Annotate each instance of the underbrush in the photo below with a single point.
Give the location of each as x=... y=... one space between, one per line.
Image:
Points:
...
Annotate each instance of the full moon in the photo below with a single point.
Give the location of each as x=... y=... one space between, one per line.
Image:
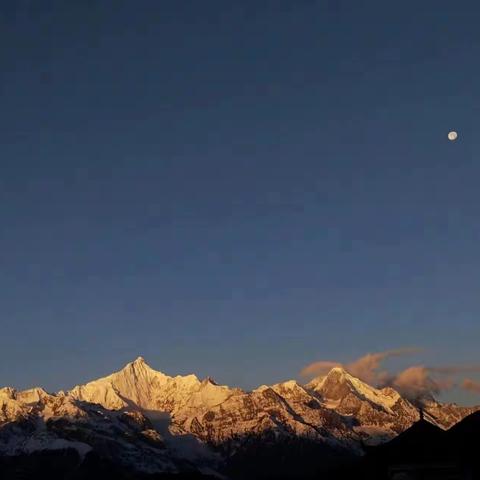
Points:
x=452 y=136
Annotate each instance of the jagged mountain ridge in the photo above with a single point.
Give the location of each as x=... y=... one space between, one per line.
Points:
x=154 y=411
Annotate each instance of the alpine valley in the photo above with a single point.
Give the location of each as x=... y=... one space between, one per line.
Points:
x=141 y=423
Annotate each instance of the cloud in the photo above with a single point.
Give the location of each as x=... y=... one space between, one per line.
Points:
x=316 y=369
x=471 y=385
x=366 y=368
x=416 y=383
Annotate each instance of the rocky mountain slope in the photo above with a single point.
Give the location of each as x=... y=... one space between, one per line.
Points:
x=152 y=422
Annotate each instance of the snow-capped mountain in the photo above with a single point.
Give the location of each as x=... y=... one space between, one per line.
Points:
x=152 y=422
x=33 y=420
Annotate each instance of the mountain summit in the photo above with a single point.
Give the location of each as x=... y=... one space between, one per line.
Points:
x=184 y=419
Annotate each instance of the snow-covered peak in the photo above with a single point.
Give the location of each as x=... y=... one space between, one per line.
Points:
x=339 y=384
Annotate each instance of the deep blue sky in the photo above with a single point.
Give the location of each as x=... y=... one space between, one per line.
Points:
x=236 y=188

• _AIM_
Recast the entries above, starting at the line containing "Annotate each instance of the alpine" and ending at the line containing "x=184 y=419", as a two-column CSV with the headers instruction and coordinates. Write one row per entry, placing its text and its answer each in a single quoted field with line breaks replaced by spaces.

• _FULL OUTPUT_
instruction,coordinates
"Annotate each instance of the alpine valley in the photo above with a single point. Give the location of each as x=... y=... one space between, one per line. Points:","x=141 y=423"
"Annotate each instance of the cloud in the photo above with a single point. Give the location of each as x=... y=... one space between, one per line. Points:","x=316 y=369 x=471 y=385 x=366 y=368 x=416 y=383"
"Annotate each instance of the rocky mountain slope in the photo above with a single point. Give the location of each as x=... y=... one space between, one per line. Points:","x=152 y=422"
"Annotate each instance of the snow-capped mountain in the photo above with a single point. Give the location of each as x=... y=... one space between, one per line. Points:","x=152 y=422 x=33 y=420"
"Annotate each instance of the mountain summit in the photo above with a single point. Give the location of each as x=... y=... one space between, one per line. Points:","x=184 y=419"